_Short exercise_:
Can you update the lines below so that every "Reviewer note" becomes "Annotator note", with everything else unchanged and the pictures left out?

_Source records_:
::::::

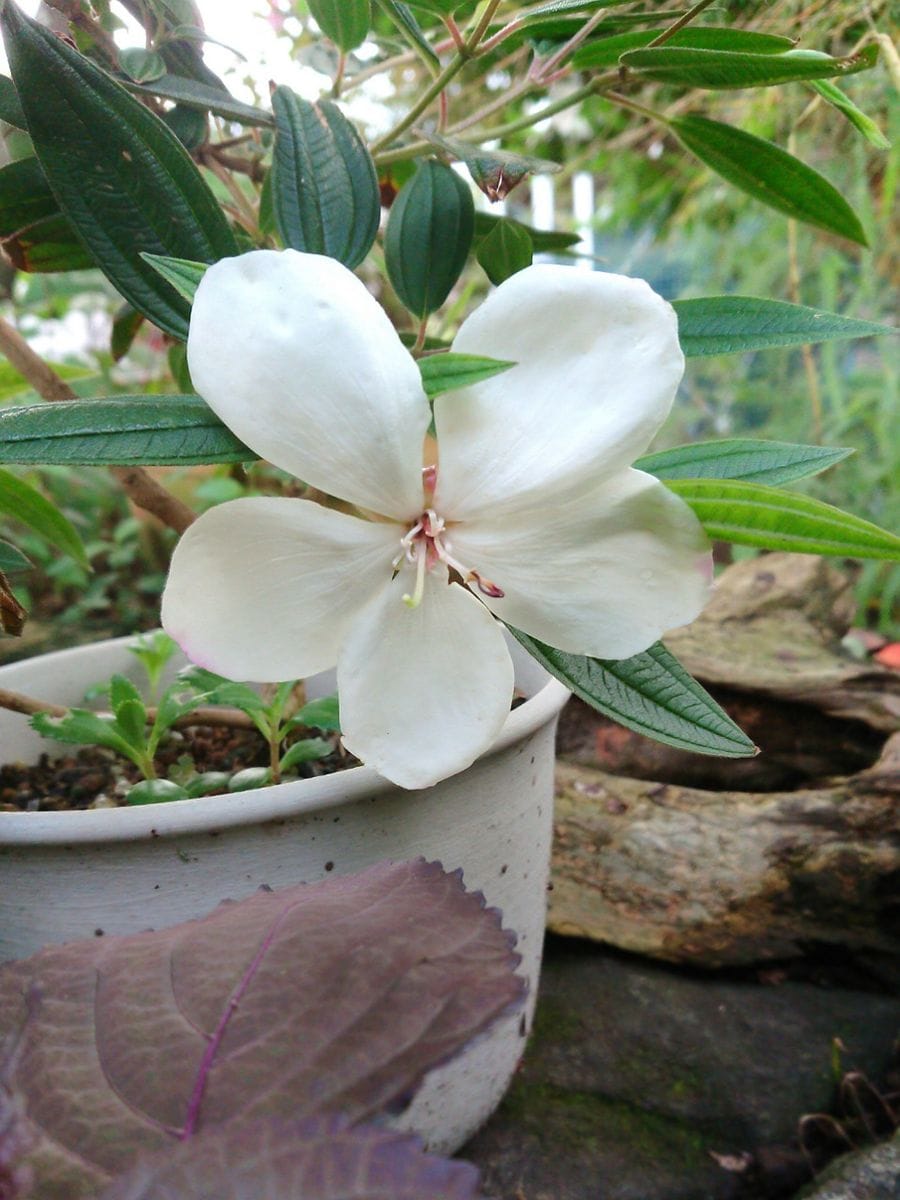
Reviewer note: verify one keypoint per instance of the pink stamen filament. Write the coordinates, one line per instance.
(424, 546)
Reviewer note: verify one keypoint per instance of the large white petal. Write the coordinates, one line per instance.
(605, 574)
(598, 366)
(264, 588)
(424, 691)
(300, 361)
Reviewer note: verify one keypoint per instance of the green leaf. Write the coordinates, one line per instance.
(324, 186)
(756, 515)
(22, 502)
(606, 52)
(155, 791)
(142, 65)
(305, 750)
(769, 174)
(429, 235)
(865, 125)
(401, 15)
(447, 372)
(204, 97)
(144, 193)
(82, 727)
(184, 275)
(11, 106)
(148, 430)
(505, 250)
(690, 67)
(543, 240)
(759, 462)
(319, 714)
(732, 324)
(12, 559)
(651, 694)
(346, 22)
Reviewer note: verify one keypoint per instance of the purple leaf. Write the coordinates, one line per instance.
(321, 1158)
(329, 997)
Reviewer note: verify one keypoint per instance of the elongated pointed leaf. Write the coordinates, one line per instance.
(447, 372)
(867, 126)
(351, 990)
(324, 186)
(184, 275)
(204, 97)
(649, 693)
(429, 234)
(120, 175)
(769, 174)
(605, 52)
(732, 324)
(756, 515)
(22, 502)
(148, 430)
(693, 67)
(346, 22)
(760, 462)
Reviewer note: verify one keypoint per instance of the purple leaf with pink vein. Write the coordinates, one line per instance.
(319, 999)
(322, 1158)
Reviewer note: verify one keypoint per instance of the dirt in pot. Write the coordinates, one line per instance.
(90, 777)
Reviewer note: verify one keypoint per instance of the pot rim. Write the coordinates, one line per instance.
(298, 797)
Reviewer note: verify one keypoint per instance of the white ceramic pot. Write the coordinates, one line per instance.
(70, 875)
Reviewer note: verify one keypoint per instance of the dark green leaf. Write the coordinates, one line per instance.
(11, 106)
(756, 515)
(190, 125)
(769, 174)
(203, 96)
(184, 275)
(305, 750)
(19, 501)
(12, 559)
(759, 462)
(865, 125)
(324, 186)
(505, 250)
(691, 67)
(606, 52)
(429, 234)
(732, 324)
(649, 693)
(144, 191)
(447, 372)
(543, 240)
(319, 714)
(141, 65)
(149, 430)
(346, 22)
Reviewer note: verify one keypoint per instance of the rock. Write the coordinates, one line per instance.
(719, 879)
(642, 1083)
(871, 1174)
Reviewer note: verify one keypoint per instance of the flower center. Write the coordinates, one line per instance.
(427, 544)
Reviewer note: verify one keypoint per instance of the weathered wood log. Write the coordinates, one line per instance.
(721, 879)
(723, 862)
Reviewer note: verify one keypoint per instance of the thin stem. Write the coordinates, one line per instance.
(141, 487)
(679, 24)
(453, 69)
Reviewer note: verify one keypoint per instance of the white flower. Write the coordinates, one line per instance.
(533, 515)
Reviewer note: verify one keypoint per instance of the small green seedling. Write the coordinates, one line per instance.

::::::

_Output below_:
Annotator note: verify one keypoint per instance of the pink stamen filament. Write the coordinates, one line per instance.
(424, 546)
Annotator note: verify one keypoint per instance of the large white petal. Write the coordinates, one line per instance.
(605, 574)
(598, 366)
(264, 588)
(424, 691)
(300, 361)
Annotator note: verify one keypoint per instance of the green leaf. Write the coordinates, one line per instance.
(324, 186)
(756, 515)
(22, 502)
(606, 52)
(155, 791)
(142, 65)
(305, 750)
(769, 174)
(429, 235)
(865, 125)
(401, 15)
(447, 372)
(204, 97)
(144, 193)
(82, 727)
(184, 275)
(11, 106)
(148, 430)
(505, 250)
(690, 67)
(543, 240)
(759, 462)
(319, 714)
(732, 324)
(12, 559)
(651, 694)
(346, 22)
Annotator note: verify one keypoint per instance of the purple leaf. Write the coordinates, one line per instance.
(321, 1158)
(329, 997)
Annotator note: verify one keypoint per instance of the elongated pointed leaf. Write the coordinates, one line per instance.
(447, 372)
(867, 126)
(351, 990)
(324, 186)
(184, 275)
(204, 97)
(649, 693)
(429, 234)
(120, 175)
(769, 174)
(605, 52)
(732, 324)
(756, 515)
(22, 502)
(148, 430)
(693, 67)
(346, 22)
(760, 462)
Annotator note: verify one keypoint per instance of the purple leaf with pink vein. Write the coordinates, one line per instance.
(319, 999)
(322, 1158)
Annotator note: verify one keypoint per instance of the dirt in pot. Write the coordinates, one line per instance.
(90, 777)
Annotator note: verify one keypoint per instance of the pot rim. Write the coordinates, one line per instance.
(298, 797)
Annotator note: verify one keypoint per instance of the white ceramic pot. Write the coordinates, one line per instance.
(70, 875)
Annotator note: verify one keypoint per instance of the dark green leaf. Write the coordinates, one line per instance.
(11, 106)
(756, 515)
(190, 125)
(769, 174)
(203, 96)
(184, 275)
(305, 750)
(19, 501)
(12, 559)
(759, 462)
(865, 125)
(324, 186)
(505, 250)
(691, 67)
(606, 52)
(429, 234)
(732, 324)
(649, 693)
(144, 191)
(447, 372)
(543, 240)
(319, 714)
(141, 65)
(149, 430)
(346, 22)
Annotator note: verify one keypoint per instance of the rock. Write the coordinates, one line per instance.
(719, 879)
(642, 1083)
(871, 1174)
Annotator note: verify one keypoint per instance of the flower center. Write the coordinates, one line per instance.
(427, 544)
Annotator note: verify one keypoint per instance of the weathered wood log. Write the coordinates, one line per instance.
(721, 879)
(723, 862)
Annotator note: verify one keypoint per instance of the thin stem. Write the coordinates, one line per instance.
(141, 487)
(679, 24)
(453, 69)
Annotator note: verify one keypoint per instance of the white flower. Write the coordinates, one line per instance.
(533, 515)
Annotator note: verify one keypoint per instance of the small green seedling. Write the coordinates, one line per instance.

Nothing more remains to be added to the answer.